Pointing records =
========================
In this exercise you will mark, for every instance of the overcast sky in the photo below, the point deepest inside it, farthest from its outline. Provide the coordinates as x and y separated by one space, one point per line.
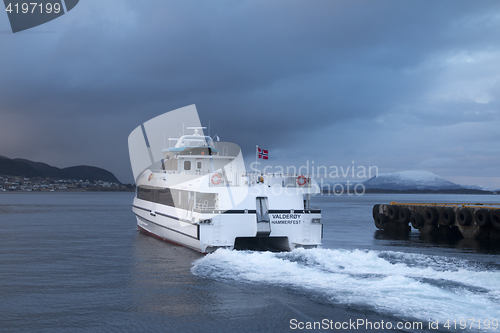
400 85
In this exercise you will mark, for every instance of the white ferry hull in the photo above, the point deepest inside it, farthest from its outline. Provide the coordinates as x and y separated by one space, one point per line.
229 229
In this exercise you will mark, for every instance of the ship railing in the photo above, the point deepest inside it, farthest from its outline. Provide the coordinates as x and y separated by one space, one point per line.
220 178
250 179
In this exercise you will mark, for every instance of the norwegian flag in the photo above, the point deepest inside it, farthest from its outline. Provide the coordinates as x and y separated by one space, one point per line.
263 154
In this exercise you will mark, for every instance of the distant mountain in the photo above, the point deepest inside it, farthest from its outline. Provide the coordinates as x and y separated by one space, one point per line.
478 187
26 168
410 180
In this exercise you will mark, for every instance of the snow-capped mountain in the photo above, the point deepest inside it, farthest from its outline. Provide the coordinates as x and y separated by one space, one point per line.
410 180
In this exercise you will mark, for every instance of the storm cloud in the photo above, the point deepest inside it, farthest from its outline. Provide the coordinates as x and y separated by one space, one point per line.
397 84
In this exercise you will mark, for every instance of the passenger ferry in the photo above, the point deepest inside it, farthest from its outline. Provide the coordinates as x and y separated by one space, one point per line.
198 194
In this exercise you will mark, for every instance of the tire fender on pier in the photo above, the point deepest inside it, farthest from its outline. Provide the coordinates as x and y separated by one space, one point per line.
430 216
417 220
482 217
404 215
381 221
495 218
393 212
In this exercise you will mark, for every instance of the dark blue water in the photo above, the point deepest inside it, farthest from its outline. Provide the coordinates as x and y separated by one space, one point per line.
74 262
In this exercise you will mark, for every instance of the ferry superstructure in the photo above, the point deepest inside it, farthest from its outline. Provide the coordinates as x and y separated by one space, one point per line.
200 196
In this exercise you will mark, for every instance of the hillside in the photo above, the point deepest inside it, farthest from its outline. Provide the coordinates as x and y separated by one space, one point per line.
410 180
26 168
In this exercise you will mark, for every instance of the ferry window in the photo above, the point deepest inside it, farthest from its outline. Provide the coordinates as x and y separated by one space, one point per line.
165 197
145 194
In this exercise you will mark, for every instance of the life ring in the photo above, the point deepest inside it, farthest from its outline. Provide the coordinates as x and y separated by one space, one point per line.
301 180
216 179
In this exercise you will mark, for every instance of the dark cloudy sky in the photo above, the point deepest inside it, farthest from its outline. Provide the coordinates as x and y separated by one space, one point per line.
397 84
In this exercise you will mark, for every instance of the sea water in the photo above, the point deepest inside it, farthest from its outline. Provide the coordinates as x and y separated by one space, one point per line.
74 262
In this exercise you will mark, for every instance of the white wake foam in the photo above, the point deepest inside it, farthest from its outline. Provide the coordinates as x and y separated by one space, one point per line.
402 284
========================
EXERCISE INSTRUCTIONS = Write out all the entries word for word, but skip any images.

FULL SOLUTION =
In this exercise you will mark, for every instance of the overcast sky in the photo below, the point deepest inside it, farthest from its outline. Provide the coordinates as x and y separated by one space, one point per line.
400 85
In this exercise you will mark, for every instance of the white ferry hull in the photo above, the point deepest inside it, farthest from its outline. Provide the coordinates as x and y separated by one space, one point per line.
229 229
In this exercise you will mark, for every instance of the ship railing in the photo above, the point deepest inside it, farthest from its outline. Provide the coordinates as x and y separated by one space, one point per line.
220 178
250 179
In this exercise you will mark, for every instance of the norwegian flag in the photo above, the point deepest inside it, farthest from its outline. Provide the coordinates as x and y separated by one space, one point per line.
263 154
In this exercise you will mark, for every instance of the distant mountain in the photo above, the point deepest inside it, farthest from its outline. Provide the coordinates as x and y separated by one space, one point per line.
478 187
26 168
410 180
In this exercise you will mark, for every instance of the snow-capped mountain in the photo above, the point deepest inside it, farthest from its outline. Provide the coordinates as x and y separated by one space, one point per line.
410 180
In this exercise you will mark, for every instance of the storm cloud in the photo above, the point deepest inside it, farthest from its outline. Provide the coordinates as x and y separated by one space, one point per line.
397 84
In this exercise you will mark, for every instance of the passenger ferry in the photo above, the point deepest inside it, farthest from its outline. Provide the coordinates as x and y separated by one space, one point per line.
198 194
In this exercise you will mark, for every instance of the tire fender on pier in the photo above, the point deepest inside it, farthest from its outline. Provide the coordinates as x and y separated by one space, one point per line.
430 216
417 220
482 217
404 215
381 221
495 218
393 212
In this exercise you will mark, for every instance of the dark blue water in the photo above, the point deepest inside it, farthest from its outline. Provide the coordinates as x and y separated by one space, one point per line.
74 262
In this exercise you will mark, for every instance of the ferry superstructure in the photo above, the point deepest inside it, farthest from its outline. Provide the coordinates as x and y separated by one space, one point per line.
200 196
In this exercise you will mark, for every instance of the hillside in the photo above, the point deepest inside it, farthest from its outline. Provide the coordinates as x and y separated by one space, one point per line.
410 180
26 168
In this exercise you will mark, for every instance of the ferry window in the photo above, the point deepest inside it, farthest from its outline. Provide the coordinates as x and y separated by one space, one point per line.
165 197
145 194
In this exercise you will mark, for every instance of the life ring in the photo above, the point deepest inside it, farthest from its outline. Provide the coordinates as x and y separated by one space, one point per line.
301 180
216 179
In this exercise you will mark, for every instance of the dark cloudy sky in the photo above, the point deepest inside it, farthest from its outline. Provide the coordinates as x and y separated by one space, one point per line.
397 84
In this exercise you will mark, for every instance of the sea water in the photo above, the point deepest inside it, farthest from its outline. Provide the coordinates as x and y separated by one space, one point per line.
74 262
In this exercise you will mark, for every instance of the white wake foam in the photo above, the point deepest inside it, farthest from its outline. Provide the coordinates as x and y separated by one space, one point per line.
402 284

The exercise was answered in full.